- _Ausgewählter Auszug_:

........

Man muss sich nicht schämen
"Für den deutschen Sozialstaat muss man sich nicht schämen", führte der Redner aus, denn "er kennt zwar Härten, aber keine Grausamkeit". Das Rentenniveau werde sinken, denn die Lebenserwartung steige weiter, zudem habe Deutschland die älteste Bevölkerung in der Europäischen Union. Der Grund sei, dass es "zu wenig Menschen gibt, die bereit sind, die Verantwortung für die nächste Generation zu übernehmen". So seien künftig erhebliche Steuermittel für die Finanzierung der Rentenversicherung nötig. Doch das Sozialrecht sei ein "staatstragendes Recht" und deshalb müsse man auch gegen den Missbrauch des Sozialstaates sein. Damit, betonte Professor Dr. Udo Steiner, wolle er aber nicht der CSU das Wort reden - das sei seine eigene Überzeugung.
Die Unterschiede in der Steuerkraft der Länder seien "spektakulär", ein Zusammenschluss von Ländern allerdings kaum zu erwarten, denn es brauche dazu Volksabstimmungen und die würden wohl negativ ausgehen.

........

- _Datenteil_:

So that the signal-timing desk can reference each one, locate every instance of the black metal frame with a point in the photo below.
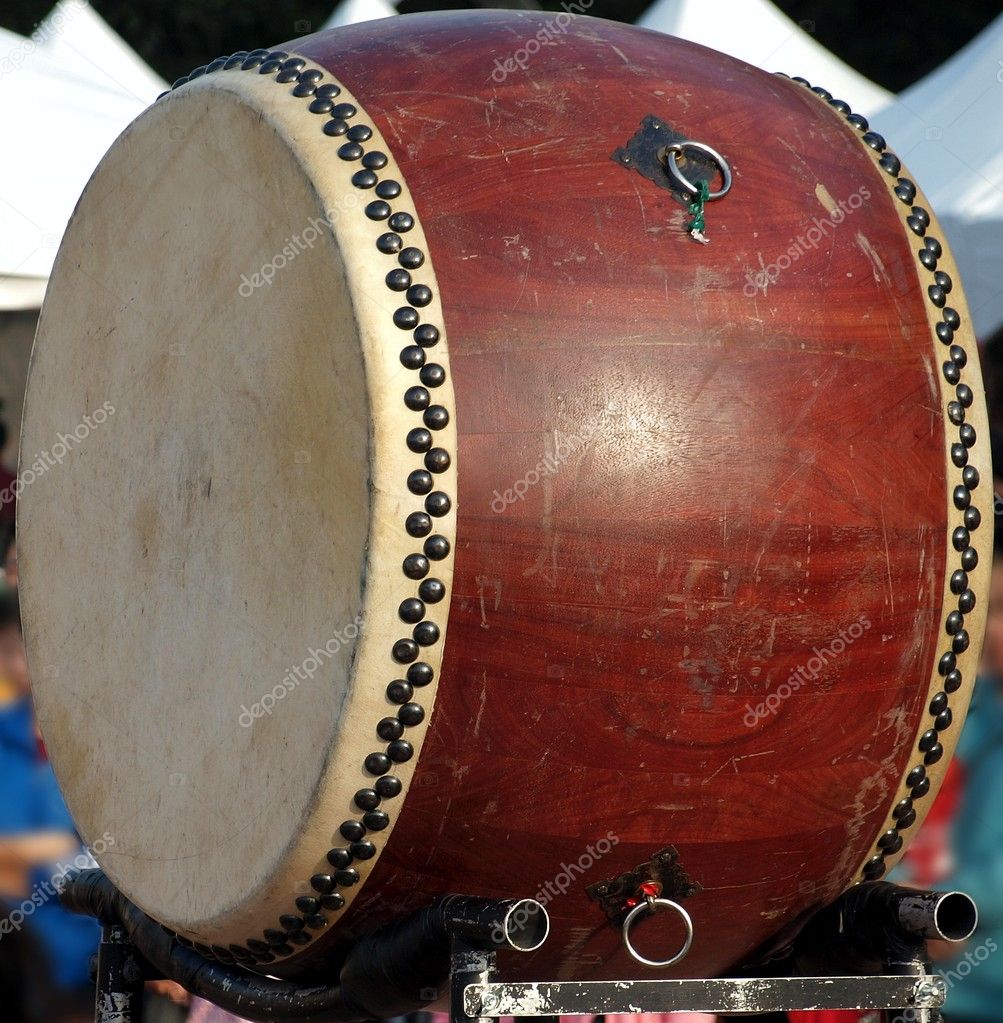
(474, 930)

........

- _Aufgabenstellung_:
[a] Zitieren Sie aus dem Auszug über den Sozialstaat wörtlich die Passage von „Man muss sich“ bis „seine eigene Überzeugung.“.
[b] Übertragen Sie diesen Satz aus dem Auszug über den Sozialstaat ins Englische: „So seien künftig erhebliche Steuermittel für die Finanzierung der Rentenversicherung nötig.“
Verwenden Sie ausschließlich den Auszug.

- _Lösungen_:
[a]
Man muss sich nicht schämen
"Für den deutschen Sozialstaat muss man sich nicht schämen", führte der Redner aus, denn "er kennt zwar Härten, aber keine Grausamkeit". Das Rentenniveau werde sinken, denn die Lebenserwartung steige weiter, zudem habe Deutschland die älteste Bevölkerung in der Europäischen Union. Der Grund sei, dass es "zu wenig Menschen gibt, die bereit sind, die Verantwortung für die nächste Generation zu übernehmen". So seien künftig erhebliche Steuermittel für die Finanzierung der Rentenversicherung nötig. Doch das Sozialrecht sei ein "staatstragendes Recht" und deshalb müsse man auch gegen den Missbrauch des Sozialstaates sein. Damit, betonte Professor Dr. Udo Steiner, wolle er aber nicht der CSU das Wort reden - das sei seine eigene Überzeugung.

[b] Thus, substantial tax funds would be needed in the future to finance the pension insurance system.